#### Your instructions:
One number should be the full reply: how many lines of the material below contain "mask".

*** Dataset records

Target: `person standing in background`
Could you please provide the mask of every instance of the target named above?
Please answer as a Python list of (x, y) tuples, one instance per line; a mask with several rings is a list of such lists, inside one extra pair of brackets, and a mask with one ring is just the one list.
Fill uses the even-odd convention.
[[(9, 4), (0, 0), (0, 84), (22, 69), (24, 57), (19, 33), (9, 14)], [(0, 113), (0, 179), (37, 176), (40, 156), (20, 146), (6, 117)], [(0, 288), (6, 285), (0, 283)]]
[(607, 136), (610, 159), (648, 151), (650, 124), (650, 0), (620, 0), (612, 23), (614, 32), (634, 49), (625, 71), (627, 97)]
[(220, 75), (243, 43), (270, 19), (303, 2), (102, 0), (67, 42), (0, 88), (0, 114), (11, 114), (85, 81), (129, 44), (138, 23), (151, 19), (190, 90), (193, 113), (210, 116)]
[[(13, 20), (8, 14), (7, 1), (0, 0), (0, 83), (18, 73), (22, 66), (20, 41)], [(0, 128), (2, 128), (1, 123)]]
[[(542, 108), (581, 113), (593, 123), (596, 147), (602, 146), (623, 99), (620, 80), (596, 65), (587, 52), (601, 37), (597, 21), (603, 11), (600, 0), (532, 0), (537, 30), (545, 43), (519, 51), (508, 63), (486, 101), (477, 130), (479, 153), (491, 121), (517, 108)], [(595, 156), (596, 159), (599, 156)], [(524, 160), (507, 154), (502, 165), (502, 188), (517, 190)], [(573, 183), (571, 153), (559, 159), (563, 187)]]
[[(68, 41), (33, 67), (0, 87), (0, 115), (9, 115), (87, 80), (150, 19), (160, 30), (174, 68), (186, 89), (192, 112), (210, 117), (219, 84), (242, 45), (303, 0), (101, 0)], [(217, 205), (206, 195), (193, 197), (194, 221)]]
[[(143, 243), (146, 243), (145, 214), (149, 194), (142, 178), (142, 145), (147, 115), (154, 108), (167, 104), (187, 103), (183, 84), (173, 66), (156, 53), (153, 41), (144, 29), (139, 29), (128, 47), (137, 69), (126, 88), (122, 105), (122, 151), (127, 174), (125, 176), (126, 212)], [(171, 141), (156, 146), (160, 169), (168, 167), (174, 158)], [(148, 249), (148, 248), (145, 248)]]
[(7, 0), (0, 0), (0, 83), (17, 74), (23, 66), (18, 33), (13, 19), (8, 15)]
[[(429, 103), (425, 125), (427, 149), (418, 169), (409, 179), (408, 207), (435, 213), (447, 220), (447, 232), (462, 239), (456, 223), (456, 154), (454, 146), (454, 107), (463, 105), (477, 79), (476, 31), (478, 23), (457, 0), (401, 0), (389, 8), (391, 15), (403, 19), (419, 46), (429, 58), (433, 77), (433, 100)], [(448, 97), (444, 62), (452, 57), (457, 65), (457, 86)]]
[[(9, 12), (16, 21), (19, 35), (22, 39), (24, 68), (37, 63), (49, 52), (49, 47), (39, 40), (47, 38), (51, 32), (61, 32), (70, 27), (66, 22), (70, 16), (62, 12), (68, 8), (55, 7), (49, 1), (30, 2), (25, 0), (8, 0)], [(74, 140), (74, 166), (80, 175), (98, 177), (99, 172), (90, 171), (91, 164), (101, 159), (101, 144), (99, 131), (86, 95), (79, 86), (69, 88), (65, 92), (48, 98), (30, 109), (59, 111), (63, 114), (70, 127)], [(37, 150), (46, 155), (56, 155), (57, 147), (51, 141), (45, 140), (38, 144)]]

******

#### Written answer:
2